• _Task description_
Transcribe the entries below exactly.

··········

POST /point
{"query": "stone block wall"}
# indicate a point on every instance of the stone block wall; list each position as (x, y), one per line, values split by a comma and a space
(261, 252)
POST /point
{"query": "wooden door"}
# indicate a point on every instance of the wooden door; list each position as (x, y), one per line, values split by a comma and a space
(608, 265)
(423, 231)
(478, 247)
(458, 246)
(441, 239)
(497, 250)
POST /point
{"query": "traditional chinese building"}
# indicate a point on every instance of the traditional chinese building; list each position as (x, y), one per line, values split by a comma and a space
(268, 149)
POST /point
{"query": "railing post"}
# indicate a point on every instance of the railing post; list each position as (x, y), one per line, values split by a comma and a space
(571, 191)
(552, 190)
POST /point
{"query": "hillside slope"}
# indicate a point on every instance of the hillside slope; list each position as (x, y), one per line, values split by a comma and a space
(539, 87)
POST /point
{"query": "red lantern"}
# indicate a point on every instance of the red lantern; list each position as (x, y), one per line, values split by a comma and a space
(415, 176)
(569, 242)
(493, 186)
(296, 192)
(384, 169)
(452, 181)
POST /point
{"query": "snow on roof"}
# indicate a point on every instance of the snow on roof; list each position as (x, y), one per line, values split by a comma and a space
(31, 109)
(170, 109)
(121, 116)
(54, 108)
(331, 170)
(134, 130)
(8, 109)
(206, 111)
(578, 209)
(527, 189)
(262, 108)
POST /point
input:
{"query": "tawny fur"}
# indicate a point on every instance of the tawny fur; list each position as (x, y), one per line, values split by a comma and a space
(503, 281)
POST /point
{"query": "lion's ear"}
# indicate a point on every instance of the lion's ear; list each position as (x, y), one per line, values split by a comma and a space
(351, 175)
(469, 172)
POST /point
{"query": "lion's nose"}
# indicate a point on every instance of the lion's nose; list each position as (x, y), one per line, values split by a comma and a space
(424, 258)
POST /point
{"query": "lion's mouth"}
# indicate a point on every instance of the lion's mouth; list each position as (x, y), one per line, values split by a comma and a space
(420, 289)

··········

• _Task result_
POST /point
{"query": "stone block wall"}
# indicate a point on every instance of the stone block wall; list each position as (x, y), one per line, values split by a comma and a space
(261, 252)
POST /point
{"query": "wooden door"}
# indicate a point on every instance of the wooden door; list each position as (x, y), one per line, values split by a comma and a space
(608, 265)
(423, 231)
(478, 247)
(458, 246)
(441, 239)
(497, 250)
POST /point
{"query": "traditional chinese building"}
# indicate a point on every instance of the traditional chinese building; list each position as (x, y), one per line, values split by a comma and a space
(268, 149)
POST /point
{"query": "railing post"}
# indicate a point on every instance of the railing post; list each position as (x, y), one per line, values split by a comma and a space
(571, 191)
(552, 190)
POST /point
{"query": "hillside slope"}
# indicate a point on every instance of the hillside slope; list each position as (x, y), one per line, values split by a comma and a space
(539, 87)
POST /point
{"query": "red lantern"}
# indicate a point on every instance of the red lantern; list each position as (x, y), one per line, values split by a comma and a space
(415, 176)
(569, 242)
(493, 186)
(296, 192)
(384, 169)
(452, 181)
POST /point
{"query": "snow on roof"}
# indicate a point on every instance of the snow on roof; list each position as (x, y), one per line, values split by a comma and a space
(31, 109)
(170, 109)
(121, 116)
(54, 108)
(331, 170)
(134, 130)
(8, 109)
(206, 111)
(578, 209)
(527, 189)
(262, 108)
POST /point
input:
{"query": "tawny fur"}
# indicate a point on every instance of the tawny fur; list each position as (x, y), one per line, values split by a comma and a space
(503, 281)
POST /point
{"query": "lion's ear"}
# indicate a point on every instance of the lion's ear; list each position as (x, y), one per line, values split by a comma and a space
(351, 175)
(469, 172)
POST /point
{"query": "lion's nose"}
# indicate a point on every instance of the lion's nose; list each position as (x, y), one per line, values split by a comma and a space
(424, 258)
POST /point
{"query": "lion's mouth"}
# indicate a point on every instance of the lion's mouth; list each position as (x, y), one per line, values split by a comma and a space
(420, 289)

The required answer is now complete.